_SUPPLIED DATA_
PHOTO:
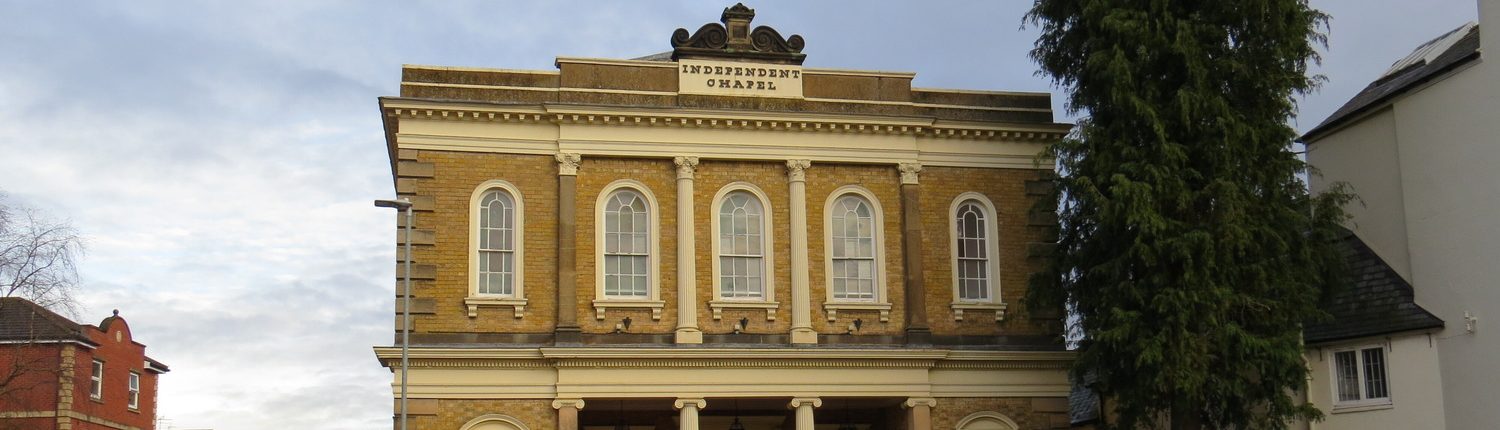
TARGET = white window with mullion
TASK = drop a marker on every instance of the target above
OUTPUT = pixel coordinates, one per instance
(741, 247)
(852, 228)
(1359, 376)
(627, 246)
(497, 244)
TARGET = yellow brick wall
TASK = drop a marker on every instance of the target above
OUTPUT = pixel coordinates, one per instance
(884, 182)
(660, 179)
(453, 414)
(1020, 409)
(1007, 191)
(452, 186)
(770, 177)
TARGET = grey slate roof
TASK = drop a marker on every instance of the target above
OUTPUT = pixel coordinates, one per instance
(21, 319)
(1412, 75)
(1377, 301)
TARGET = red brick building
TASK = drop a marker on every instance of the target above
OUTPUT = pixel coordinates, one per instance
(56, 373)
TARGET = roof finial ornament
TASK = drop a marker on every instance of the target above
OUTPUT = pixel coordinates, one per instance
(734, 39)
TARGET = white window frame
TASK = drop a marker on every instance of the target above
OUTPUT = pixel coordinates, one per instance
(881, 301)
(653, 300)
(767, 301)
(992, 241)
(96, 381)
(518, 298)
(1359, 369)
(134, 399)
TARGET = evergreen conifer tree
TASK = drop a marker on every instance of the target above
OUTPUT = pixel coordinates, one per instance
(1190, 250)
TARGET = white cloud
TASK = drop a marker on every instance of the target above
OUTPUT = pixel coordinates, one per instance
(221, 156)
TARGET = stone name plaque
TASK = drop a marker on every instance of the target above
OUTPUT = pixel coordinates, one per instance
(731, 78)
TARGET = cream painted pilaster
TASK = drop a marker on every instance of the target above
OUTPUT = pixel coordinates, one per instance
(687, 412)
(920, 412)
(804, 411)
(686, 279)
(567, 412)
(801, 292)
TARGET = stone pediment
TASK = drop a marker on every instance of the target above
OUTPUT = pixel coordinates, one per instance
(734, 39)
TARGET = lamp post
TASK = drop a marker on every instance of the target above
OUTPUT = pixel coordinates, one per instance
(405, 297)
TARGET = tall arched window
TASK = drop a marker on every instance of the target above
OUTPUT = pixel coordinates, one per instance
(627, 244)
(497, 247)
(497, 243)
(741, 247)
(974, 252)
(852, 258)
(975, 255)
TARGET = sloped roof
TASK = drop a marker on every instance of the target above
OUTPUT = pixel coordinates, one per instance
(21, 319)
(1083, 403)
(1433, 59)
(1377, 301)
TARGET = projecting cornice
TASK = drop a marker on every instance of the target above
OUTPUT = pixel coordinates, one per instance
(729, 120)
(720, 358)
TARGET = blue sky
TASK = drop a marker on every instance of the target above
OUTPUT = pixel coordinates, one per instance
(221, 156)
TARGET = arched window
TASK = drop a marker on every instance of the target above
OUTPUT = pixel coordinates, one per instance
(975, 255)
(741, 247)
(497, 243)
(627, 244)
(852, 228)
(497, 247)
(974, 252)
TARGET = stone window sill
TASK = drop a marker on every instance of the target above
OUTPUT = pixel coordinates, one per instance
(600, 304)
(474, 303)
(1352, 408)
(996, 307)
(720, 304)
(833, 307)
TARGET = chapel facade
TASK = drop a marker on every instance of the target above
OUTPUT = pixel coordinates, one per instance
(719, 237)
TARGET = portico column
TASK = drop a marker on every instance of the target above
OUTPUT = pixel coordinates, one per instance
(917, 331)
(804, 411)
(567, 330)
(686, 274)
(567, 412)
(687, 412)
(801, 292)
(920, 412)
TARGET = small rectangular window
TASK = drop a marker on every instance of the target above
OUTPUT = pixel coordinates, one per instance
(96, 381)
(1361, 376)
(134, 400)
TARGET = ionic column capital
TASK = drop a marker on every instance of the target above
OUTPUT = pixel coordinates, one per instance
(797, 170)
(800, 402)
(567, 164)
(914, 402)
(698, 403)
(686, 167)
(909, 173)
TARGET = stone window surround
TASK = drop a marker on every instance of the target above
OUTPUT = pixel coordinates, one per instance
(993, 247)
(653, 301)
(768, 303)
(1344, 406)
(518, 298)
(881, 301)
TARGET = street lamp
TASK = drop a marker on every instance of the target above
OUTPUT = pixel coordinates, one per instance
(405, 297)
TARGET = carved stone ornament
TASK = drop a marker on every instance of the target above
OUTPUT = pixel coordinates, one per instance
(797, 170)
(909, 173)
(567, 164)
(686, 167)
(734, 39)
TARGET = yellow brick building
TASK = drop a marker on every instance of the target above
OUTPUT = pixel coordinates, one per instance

_CHALLENGE_
What is needed is an exact reproduction of the data, pictures excluded.

_PROBLEM SOLUTION_
PHOTO:
TARGET = white window with mullion
TASK = drop a marker on every instance of the target above
OUTPUT = pixel coordinates, one per instance
(741, 247)
(852, 228)
(1359, 376)
(627, 246)
(497, 244)
TARGET = yellow brick wall
TASK = drop a marker on every instance of the target above
OUTPUT = pixel coordinates, one per instance
(884, 182)
(660, 179)
(453, 414)
(1020, 409)
(1007, 191)
(452, 186)
(770, 177)
TARGET = grey slate roof
TASK = drop a marker on every instance of the target above
OUTPUT = pixel coordinates, one per instance
(21, 319)
(1412, 75)
(1377, 301)
TARGET = red brick building
TASK = drop a marker on every instance of the target above
OUTPUT = pixel coordinates, one per instance
(56, 373)
TARGET = roof finial ornament
TASK = drop a marker on every instance of the target above
OUTPUT = pixel coordinates, one per instance
(734, 39)
TARGET = white window frame
TASK = drop a marker on every instance of the target above
OUTPUT = pixel coordinates, one per instance
(881, 301)
(653, 300)
(767, 301)
(992, 241)
(96, 381)
(518, 298)
(1359, 369)
(134, 399)
TARGET = evergreen conifer tree
TASK = drop a marker on every instance of the target above
OUTPUT = pixel coordinates, one per instance
(1190, 250)
TARGET = white cloud
TASK = drop a marker on every instance of the target above
OUTPUT = pixel coordinates, one per instance
(221, 156)
TARGET = stone name plaque
TASK = drop a marker on every instance of the target above
OUTPUT = pixel coordinates, one per instance
(731, 78)
TARGET = cream painted pilaster
TASK = drop a marker on every instance of the target above
OUTPUT = pixel coordinates, one per instance
(687, 412)
(920, 412)
(804, 411)
(686, 279)
(567, 412)
(801, 292)
TARGET = stone pediment
TASK = drop a marker on every instance of the target above
OUTPUT = pixel coordinates, one per instance
(734, 39)
TARGET = lamp post
TASK = drop a marker on every instance of the target above
OUTPUT = pixel coordinates, one per instance
(405, 297)
TARGET = tall arched window
TASK = drop a marker on every instance of the target above
OUTPUT = pixel coordinates, one per instance
(627, 244)
(497, 247)
(497, 243)
(741, 247)
(974, 252)
(852, 258)
(975, 255)
TARGET = sloped roof
TASK = drop a marker on every instance of the target above
OUTPUT = pixel coordinates, one per instance
(21, 319)
(1083, 403)
(1433, 59)
(1377, 301)
TARGET = projecting cornice
TASK = drop a marker on every instance of the target above
OUTPUT = pixel coordinates, one per instance
(729, 120)
(720, 358)
TARGET = blue sky
TASK = drop a marker on every instance of the target above
OUTPUT = pixel coordinates, one per instance
(221, 156)
TARGET = arched window
TASK = drop a marker on every instance of the target above
OUTPUT = pixel coordinates, one per instance
(975, 255)
(741, 247)
(497, 243)
(627, 244)
(852, 228)
(497, 247)
(974, 252)
TARGET = stone window sill
TASK = drop a marker on every instance of the target above
OUTPUT = pixel coordinates, one per instance
(600, 304)
(474, 303)
(1352, 408)
(996, 307)
(720, 304)
(833, 307)
TARGET = chapel facade
TASK = drop a marker on every instance of the target above
OUTPUT = pixel coordinates, one per instance
(719, 237)
TARGET = portico column
TASK = drop a marker on every instance of the target above
OUTPUT = pixel coordinates, one per instance
(917, 331)
(804, 411)
(567, 330)
(686, 274)
(567, 412)
(687, 412)
(801, 292)
(920, 412)
TARGET = small rectangular window
TASK = drop a marker on every instance of the target above
OUTPUT = pixel coordinates, one per instance
(96, 381)
(1361, 376)
(134, 400)
TARGET = ionic column capital
TASK = drop a marker on every instance of the target above
OUTPUT = pixel coordinates, one per instance
(797, 170)
(800, 402)
(567, 164)
(914, 402)
(698, 403)
(686, 167)
(909, 173)
TARGET = stone window surround
TASK = drop a marker on every instance of the target above
OUTPUT = pixel coordinates, one per instance
(993, 247)
(653, 301)
(768, 303)
(1344, 406)
(518, 298)
(881, 301)
TARGET = street lamp
TASK = drop a marker on every instance of the target above
OUTPUT = pixel coordinates, one per instance
(405, 297)
TARGET = carved stone ornament
TASK = drop a marker on every instance of the target above
OUTPUT = pixel coordinates, one per instance
(797, 170)
(909, 173)
(567, 164)
(686, 167)
(734, 39)
TARGET = yellow brick building
TASK = drop a marker on every instance of the target above
OUTPUT = pixel coordinates, one per instance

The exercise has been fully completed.